▶ _Your goal_
Lay out every line of the entries below as a numbered list, skipping blank lines and leaving out the pictures.

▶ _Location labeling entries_
● ● ●

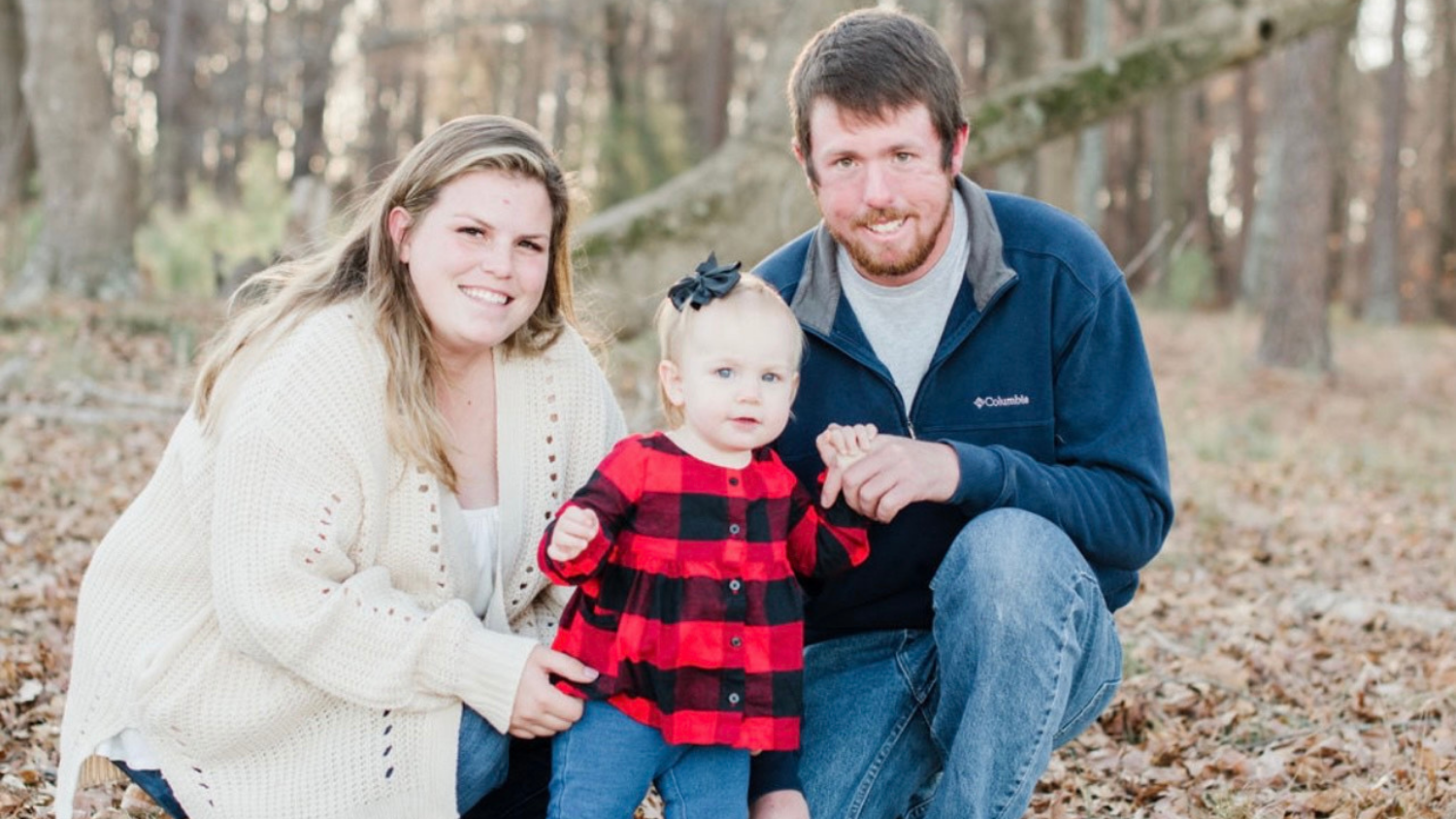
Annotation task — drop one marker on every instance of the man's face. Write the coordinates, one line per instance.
(882, 191)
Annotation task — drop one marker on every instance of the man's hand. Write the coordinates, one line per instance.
(893, 475)
(541, 708)
(779, 804)
(574, 530)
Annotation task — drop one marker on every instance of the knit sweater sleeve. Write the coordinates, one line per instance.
(299, 534)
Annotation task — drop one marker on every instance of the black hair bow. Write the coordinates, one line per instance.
(711, 281)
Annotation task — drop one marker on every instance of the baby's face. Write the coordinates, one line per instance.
(736, 377)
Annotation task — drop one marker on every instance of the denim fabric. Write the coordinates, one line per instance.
(961, 720)
(156, 787)
(603, 764)
(480, 767)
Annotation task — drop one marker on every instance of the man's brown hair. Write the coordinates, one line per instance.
(873, 63)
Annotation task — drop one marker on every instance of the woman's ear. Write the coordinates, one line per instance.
(672, 380)
(399, 223)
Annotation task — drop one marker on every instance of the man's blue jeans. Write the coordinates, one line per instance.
(960, 722)
(480, 769)
(603, 764)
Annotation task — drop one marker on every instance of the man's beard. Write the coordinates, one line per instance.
(870, 265)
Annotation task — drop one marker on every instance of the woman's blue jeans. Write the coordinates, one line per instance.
(482, 786)
(960, 722)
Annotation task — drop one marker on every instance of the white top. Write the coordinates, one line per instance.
(483, 557)
(905, 323)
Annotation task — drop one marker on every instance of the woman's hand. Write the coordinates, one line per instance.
(574, 530)
(779, 804)
(541, 708)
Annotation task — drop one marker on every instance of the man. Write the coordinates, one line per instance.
(1019, 480)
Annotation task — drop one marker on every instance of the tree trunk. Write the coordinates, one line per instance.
(1245, 175)
(1444, 262)
(1296, 323)
(1013, 54)
(17, 147)
(175, 87)
(1382, 302)
(748, 197)
(1092, 142)
(87, 171)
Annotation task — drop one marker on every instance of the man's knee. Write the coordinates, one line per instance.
(1002, 550)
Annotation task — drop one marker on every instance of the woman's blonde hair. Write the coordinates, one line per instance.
(673, 323)
(364, 264)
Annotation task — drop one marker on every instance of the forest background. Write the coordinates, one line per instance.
(1277, 180)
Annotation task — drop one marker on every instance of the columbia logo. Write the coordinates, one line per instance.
(1001, 402)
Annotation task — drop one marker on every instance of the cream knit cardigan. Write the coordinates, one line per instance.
(276, 612)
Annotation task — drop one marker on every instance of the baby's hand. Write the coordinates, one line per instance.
(844, 445)
(574, 530)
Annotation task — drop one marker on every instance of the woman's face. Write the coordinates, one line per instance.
(478, 258)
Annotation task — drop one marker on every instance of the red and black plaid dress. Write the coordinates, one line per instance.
(689, 603)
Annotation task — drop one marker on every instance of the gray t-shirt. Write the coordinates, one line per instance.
(905, 323)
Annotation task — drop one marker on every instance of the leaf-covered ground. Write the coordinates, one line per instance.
(1292, 652)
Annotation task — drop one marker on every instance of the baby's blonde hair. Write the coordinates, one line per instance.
(673, 323)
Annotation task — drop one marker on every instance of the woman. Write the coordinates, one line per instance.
(287, 621)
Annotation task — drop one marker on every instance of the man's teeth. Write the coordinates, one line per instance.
(486, 296)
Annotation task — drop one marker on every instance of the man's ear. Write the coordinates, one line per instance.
(672, 381)
(399, 223)
(963, 134)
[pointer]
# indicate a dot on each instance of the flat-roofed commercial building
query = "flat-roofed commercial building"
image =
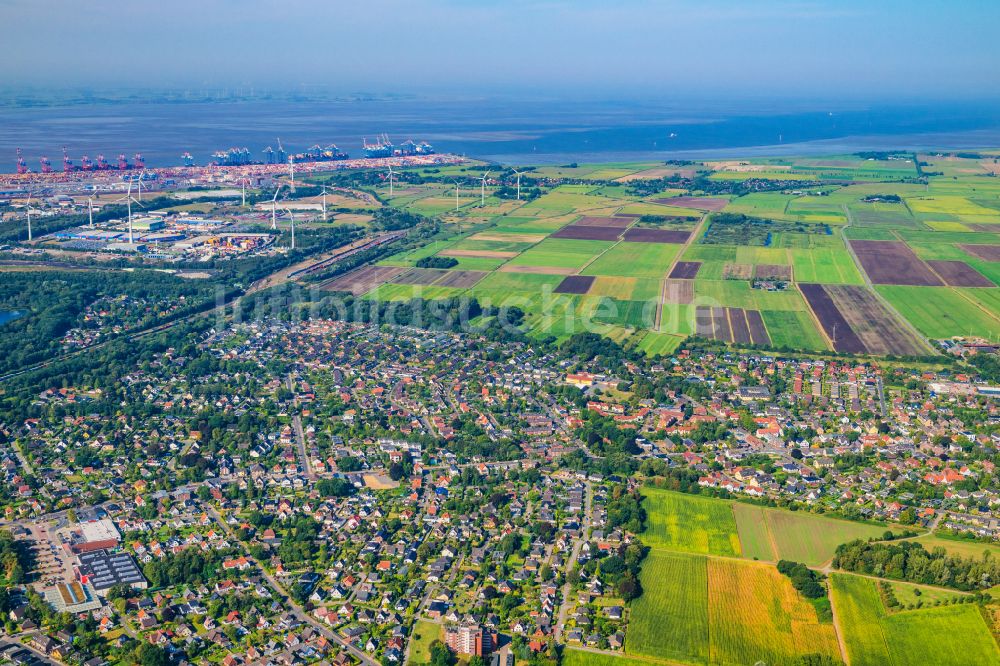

● ● ●

▶ _Solution to this problem_
1. Annotation task — drop one marker on every instance of the man's face. Write the coordinates, one line per instance.
2. (882, 191)
3. Annotation task — drop one marker on every instance of the man's hand. Write the coordinates, one line per instance.
4. (893, 475)
5. (541, 708)
6. (779, 804)
7. (574, 530)
8. Annotation task — drop one marker on every instance of the knit sweater sleeve. Write the coordinates, one line per instance.
9. (299, 534)
10. Annotation task — drop one marker on every instance of the black hair bow. Write the coordinates, one line per instance.
11. (711, 281)
12. Annotation task — drop one marker on every instance of the baby's face. Write the coordinates, one line per instance.
13. (736, 377)
14. Annotation task — drop one marker on every instance of the denim fabric. Write the coordinates, one line per instance.
15. (961, 720)
16. (156, 787)
17. (603, 764)
18. (480, 767)
19. Annotation task — drop one marker on every instance of the man's brown hair. Write the coordinates, one line per instance.
20. (873, 63)
21. Annotation task — drop one marker on every instance of the woman's ear. Write the coordinates, one line per instance.
22. (672, 380)
23. (399, 223)
24. Annotation task — drop one marker on every instance of the man's blue jeans. Write the coordinates, one line per instance.
25. (960, 722)
26. (480, 769)
27. (603, 764)
28. Annotation task — drop one marker on every instance of the man's beard. Write the coordinates, one line per instance.
29. (870, 265)
30. Annotation task — drop one marker on every instance of the woman's blue jeans. Write the coordinates, one line per instance.
31. (482, 786)
32. (960, 722)
33. Annotation task — drop one marker on every instance of the white top. Write the coordinates, one line per instance.
34. (483, 557)
35. (905, 323)
36. Annotation task — drop one marker on every instance of the woman's hand. Write the coordinates, one line per instance.
37. (574, 530)
38. (779, 804)
39. (541, 708)
40. Annotation task — drop one marker on every instance of the man. Write the coordinates, one line per instance.
41. (1019, 480)
42. Annotation task — drop one marker on every instance of the tree trunk. Write the coordinates, one line per instance.
43. (1245, 175)
44. (1444, 262)
45. (1296, 323)
46. (1013, 54)
47. (17, 147)
48. (175, 87)
49. (1382, 302)
50. (748, 197)
51. (1092, 142)
52. (87, 171)
53. Annotation task — drop one marker on every instance of the man's knee. Write the coordinates, one line per instance.
54. (1002, 550)
55. Annotation task — drop one marker on every instance of the woman's blonde hair. Write the coordinates, one line per instance.
56. (673, 323)
57. (364, 264)
58. Annotation task — drop one marker on every instance of the forest background. Write the coordinates, one line per instance.
59. (1277, 180)
60. Annotation task — drop one marker on every instance of the columbia logo. Write the coordinates, one line per instance.
61. (1001, 402)
62. Annotation task — drop one marker on every instance of the cream knit cardigan. Write the coordinates, one line per instance.
63. (276, 612)
64. Annotation task — drop one marker on every instance of the baby's hand. Write the coordinates, one line per instance.
65. (844, 445)
66. (574, 530)
67. Annotation task — drop one marker on every instance of the woman's face. Write the coordinates, one line per instance.
68. (478, 258)
69. Annotation task — drop one marker on every instance of the red and black plaid dress. Write the coordinates, one line per instance.
70. (689, 603)
71. Annotation task — drop one marker on every instance of the gray t-shirt. Write the coordinates, one line per instance.
72. (905, 323)
73. Annotation task — drop one marker on every instance of the leaf-covered ground. Write the coordinates, one line per instance.
74. (1292, 652)
75. Annotation task — drop one marker on every instance of the baby's blonde hair. Write the coordinates, one line per instance.
76. (673, 323)
77. Annotation task — drop one marker on every instance of the woman. Write the coordinates, one line per instance.
78. (287, 621)
79. Annotation task — drop one marker on every instance of the man's teeth. Write the coordinates, one line per instance.
80. (486, 296)
81. Annotation task — drop one marker on every instance of the man's ear. Write the coordinates, one line per instance.
82. (672, 381)
83. (399, 223)
84. (963, 134)
85. [pointer]
86. # indicate a dot on each instance of the flat-roofed commercial building
87. query = "flat-roofed commercial building"
88. image =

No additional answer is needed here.